*** RECORDS FOR THIS TASK Section Begins ***
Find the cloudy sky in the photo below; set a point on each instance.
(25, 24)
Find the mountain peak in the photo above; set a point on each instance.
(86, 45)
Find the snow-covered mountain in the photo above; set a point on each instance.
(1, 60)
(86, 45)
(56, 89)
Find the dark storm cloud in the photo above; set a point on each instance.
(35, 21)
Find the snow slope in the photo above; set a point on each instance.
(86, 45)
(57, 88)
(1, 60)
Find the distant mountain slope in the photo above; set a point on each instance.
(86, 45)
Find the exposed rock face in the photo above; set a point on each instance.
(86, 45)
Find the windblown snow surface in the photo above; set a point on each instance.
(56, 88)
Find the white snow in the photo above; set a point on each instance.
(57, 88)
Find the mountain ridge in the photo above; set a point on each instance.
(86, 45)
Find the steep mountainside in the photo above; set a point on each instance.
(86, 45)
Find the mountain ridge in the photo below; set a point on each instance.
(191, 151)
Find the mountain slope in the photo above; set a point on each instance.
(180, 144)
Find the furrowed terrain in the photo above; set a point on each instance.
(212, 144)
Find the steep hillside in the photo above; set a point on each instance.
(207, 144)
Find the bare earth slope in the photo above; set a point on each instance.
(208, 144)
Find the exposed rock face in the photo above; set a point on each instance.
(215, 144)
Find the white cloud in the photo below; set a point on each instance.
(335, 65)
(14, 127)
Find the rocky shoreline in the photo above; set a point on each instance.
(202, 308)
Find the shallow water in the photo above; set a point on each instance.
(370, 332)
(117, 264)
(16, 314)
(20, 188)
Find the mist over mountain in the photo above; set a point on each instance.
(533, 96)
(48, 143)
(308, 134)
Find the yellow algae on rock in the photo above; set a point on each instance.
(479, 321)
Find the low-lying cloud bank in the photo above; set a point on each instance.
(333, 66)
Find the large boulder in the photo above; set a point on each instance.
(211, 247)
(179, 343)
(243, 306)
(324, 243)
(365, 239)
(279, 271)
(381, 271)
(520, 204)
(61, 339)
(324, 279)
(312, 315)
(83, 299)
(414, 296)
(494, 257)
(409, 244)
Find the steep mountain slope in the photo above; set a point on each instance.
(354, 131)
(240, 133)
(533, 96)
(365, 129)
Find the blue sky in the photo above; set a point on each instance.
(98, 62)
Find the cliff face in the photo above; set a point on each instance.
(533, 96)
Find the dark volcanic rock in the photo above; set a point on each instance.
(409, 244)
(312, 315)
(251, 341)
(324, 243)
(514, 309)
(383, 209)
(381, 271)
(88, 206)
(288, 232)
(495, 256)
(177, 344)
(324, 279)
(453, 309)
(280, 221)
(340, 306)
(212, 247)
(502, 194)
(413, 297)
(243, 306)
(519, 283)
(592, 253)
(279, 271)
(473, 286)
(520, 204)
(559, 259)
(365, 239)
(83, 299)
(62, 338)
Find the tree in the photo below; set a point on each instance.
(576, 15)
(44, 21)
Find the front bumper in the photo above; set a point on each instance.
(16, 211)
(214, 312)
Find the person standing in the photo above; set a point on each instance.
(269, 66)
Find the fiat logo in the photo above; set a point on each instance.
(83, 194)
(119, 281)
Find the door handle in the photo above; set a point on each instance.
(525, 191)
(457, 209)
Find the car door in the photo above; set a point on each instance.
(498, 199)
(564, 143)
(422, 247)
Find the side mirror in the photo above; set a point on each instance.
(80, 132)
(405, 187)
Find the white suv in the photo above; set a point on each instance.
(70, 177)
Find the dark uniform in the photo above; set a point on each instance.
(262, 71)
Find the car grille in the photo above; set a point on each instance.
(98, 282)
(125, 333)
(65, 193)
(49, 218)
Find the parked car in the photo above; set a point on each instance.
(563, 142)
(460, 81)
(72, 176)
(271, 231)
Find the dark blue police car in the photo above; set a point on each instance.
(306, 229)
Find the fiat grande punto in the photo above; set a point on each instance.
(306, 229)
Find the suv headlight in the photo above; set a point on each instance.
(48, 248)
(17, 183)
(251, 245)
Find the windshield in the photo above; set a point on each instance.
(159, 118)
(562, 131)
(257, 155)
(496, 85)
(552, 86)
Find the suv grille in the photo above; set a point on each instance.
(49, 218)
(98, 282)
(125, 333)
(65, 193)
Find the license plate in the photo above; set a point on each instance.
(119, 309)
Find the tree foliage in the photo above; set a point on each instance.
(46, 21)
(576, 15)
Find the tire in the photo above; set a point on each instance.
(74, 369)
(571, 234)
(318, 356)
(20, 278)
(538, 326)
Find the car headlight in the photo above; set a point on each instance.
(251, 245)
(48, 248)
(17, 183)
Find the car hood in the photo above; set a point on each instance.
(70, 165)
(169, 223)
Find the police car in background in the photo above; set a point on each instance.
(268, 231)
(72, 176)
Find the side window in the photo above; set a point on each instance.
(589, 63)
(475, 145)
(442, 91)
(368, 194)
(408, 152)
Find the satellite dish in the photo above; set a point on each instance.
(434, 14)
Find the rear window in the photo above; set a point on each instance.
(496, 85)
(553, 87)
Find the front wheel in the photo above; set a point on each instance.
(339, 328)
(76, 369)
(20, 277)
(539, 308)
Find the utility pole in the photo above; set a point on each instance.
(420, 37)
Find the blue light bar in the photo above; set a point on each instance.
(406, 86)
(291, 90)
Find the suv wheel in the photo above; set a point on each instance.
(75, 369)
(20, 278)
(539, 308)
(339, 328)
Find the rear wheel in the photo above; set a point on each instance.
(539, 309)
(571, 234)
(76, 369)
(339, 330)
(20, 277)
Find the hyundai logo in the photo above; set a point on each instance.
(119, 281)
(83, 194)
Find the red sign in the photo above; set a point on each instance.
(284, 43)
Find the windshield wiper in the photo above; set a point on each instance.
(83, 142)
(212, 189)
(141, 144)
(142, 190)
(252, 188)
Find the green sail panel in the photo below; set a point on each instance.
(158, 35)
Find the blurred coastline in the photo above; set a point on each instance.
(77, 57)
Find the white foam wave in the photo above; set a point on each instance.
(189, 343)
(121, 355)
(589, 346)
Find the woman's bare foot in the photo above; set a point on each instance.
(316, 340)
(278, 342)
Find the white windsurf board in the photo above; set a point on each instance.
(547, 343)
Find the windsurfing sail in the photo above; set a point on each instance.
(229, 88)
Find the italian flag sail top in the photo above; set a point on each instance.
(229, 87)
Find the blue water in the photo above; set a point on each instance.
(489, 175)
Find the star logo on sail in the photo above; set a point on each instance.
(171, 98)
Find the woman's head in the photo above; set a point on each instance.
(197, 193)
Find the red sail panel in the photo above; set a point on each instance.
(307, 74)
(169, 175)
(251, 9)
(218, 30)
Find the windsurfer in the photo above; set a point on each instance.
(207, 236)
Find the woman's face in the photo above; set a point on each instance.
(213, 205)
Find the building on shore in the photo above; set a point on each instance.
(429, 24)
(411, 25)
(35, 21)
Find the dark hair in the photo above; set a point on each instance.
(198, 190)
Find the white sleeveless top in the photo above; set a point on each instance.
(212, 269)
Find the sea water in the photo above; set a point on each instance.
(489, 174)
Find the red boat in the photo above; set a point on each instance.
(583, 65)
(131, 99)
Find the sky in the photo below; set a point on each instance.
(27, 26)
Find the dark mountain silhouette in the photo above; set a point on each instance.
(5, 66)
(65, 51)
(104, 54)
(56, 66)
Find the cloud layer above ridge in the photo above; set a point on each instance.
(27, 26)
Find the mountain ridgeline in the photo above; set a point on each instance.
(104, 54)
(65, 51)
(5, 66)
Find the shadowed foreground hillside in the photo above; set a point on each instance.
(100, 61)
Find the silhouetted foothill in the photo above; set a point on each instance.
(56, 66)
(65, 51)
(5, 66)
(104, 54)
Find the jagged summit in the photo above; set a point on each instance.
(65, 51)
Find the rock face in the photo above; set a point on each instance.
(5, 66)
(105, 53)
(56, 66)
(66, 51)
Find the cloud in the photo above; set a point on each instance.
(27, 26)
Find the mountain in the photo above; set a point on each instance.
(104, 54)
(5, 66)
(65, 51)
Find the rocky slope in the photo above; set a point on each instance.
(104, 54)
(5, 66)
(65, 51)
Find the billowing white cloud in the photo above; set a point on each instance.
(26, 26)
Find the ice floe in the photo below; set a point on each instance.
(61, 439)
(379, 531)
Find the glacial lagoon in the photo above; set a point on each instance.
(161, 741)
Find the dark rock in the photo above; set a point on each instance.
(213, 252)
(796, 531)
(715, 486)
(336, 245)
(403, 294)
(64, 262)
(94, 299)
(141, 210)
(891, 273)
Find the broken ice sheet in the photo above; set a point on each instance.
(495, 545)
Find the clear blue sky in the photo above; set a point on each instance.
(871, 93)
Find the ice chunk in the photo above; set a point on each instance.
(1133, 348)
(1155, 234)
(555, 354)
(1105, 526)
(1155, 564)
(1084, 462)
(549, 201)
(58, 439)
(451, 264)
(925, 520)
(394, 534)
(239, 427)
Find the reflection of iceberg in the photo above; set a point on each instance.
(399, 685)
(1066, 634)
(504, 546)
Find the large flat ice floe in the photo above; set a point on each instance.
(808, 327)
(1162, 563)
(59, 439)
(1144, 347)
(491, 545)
*** RECORDS FOR THIS TASK Section Ends ***
## PROBLEM
The answer is the line containing "Find the broken" together with every line after it in the records, repeated exactly and with nothing else.

## WRITTEN REPLY
Find the broken ice sheet in the photo above; set a point on each instance.
(495, 545)
Find the clear blue sky in the photo above; set a point on each instance.
(871, 93)
Find the ice chunk in the photo above; set a point on each instance.
(1133, 348)
(1155, 234)
(555, 354)
(1105, 526)
(1155, 564)
(1084, 462)
(549, 201)
(58, 439)
(451, 264)
(925, 520)
(394, 534)
(239, 427)
Find the reflection of iceberg in the photo above; set a point on each instance.
(399, 685)
(1066, 634)
(504, 546)
Find the large flat ice floe in the photo above; set a point on each instance.
(808, 327)
(1162, 563)
(59, 439)
(1144, 347)
(491, 545)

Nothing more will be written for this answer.